====== Extrait du texte

En 2023, seuls 10 départements métropolitains sur 96 étaient encore totalement épargnés par le moustique tigre: le Finistère, les Côtes-d'Armor, l'Orne, le Calvados, la Somme, les Ardennes, la Meuse, l'Aube, la Haute-Marne, et la Haute-Saône. Dans sept autres, cet insecte a été détecté sans qu’il n’y ait une confirmation de son installation. Mais les années avant que tous les départements du territoire soient colonisés se comptent sur les doigts d'une main.

"On peut imaginer que dans 4-5 ans, tous les départements seront touchés", prévient l'ancien technicien de lutte antivectorielle.

============
====== Section des données

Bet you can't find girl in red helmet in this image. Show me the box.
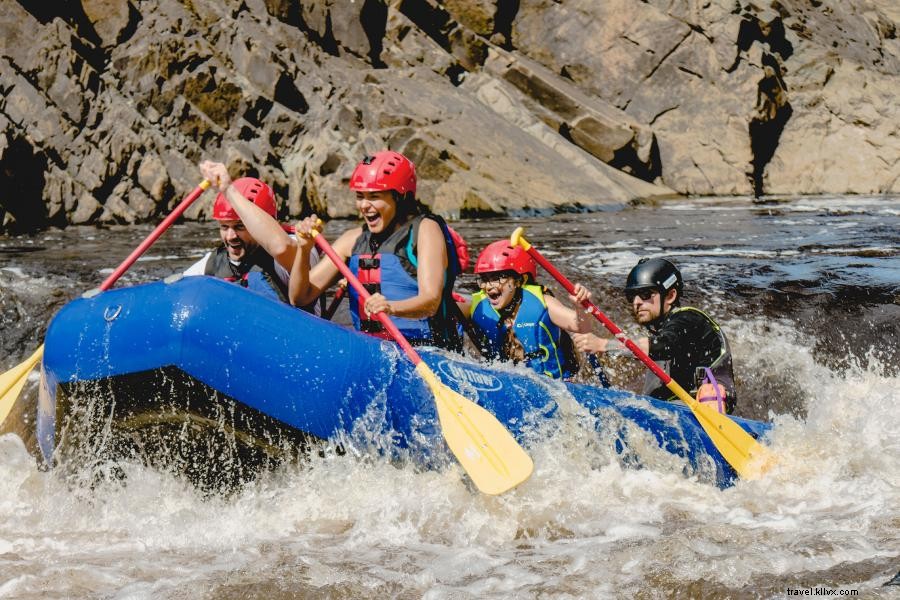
[459,240,592,379]
[185,161,317,311]
[290,150,462,349]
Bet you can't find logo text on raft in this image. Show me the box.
[438,360,503,392]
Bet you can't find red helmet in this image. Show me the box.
[350,150,416,194]
[213,177,278,221]
[475,240,537,281]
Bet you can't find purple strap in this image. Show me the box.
[699,367,725,415]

============

#### Mise en pratique:
[A] Répondez à ces questions sur l'extrait sur le moustique tigre :
(i) En 2023, combien de départements métropolitains étaient encore totalement épargnés par le moustique tigre ?
(ii) Dans combien d'autres départements l'insecte a-t-il été détecté sans confirmation de son installation ?
(iii) Selon l'ancien technicien de lutte antivectorielle, dans combien d'années tous les départements pourraient-ils être touchés ?
[B] Recopiez tout ce qui va de « En 2023, seuls » jusqu'à « de lutte antivectorielle. » dans l'extrait sur le moustique tigre.
[C] Ces affirmations s'accordent-elles avec l'extrait sur le moustique tigre ? Répondez par oui ou non, avec les mots du texte qui tranchent.
(i) Le Calvados faisait partie des départements épargnés en 2023.
(ii) La prévision sur les 4-5 ans vient d'un ancien technicien de lutte antivectorielle.
(iii) Le Finistère était déjà colonisé par le moustique tigre en 2023.
Vous n'aurez pas besoin de ce matériau.

#### Réponses dans l'ordre:
[A]
(i) 10 départements sur 96.
(ii) Sept.
(iii) Dans 4-5 ans.

[B]
En 2023, seuls 10 départements métropolitains sur 96 étaient encore totalement épargnés par le moustique tigre: le Finistère, les Côtes-d'Armor, l'Orne, le Calvados, la Somme, les Ardennes, la Meuse, l'Aube, la Haute-Marne, et la Haute-Saône. Dans sept autres, cet insecte a été détecté sans qu’il n’y ait une confirmation de son installation. Mais les années avant que tous les départements du territoire soient colonisés se comptent sur les doigts d'une main.

"On peut imaginer que dans 4-5 ans, tous les départements seront touchés", prévient l'ancien technicien de lutte antivectorielle.

[C]
(i) Oui : « l'Orne, le Calvados, la Somme »
(ii) Oui : « prévient l'ancien technicien de lutte antivectorielle »
(iii) Non : « seuls 10 départements métropolitains sur 96 étaient encore totalement épargnés par le moustique tigre: le Finistère »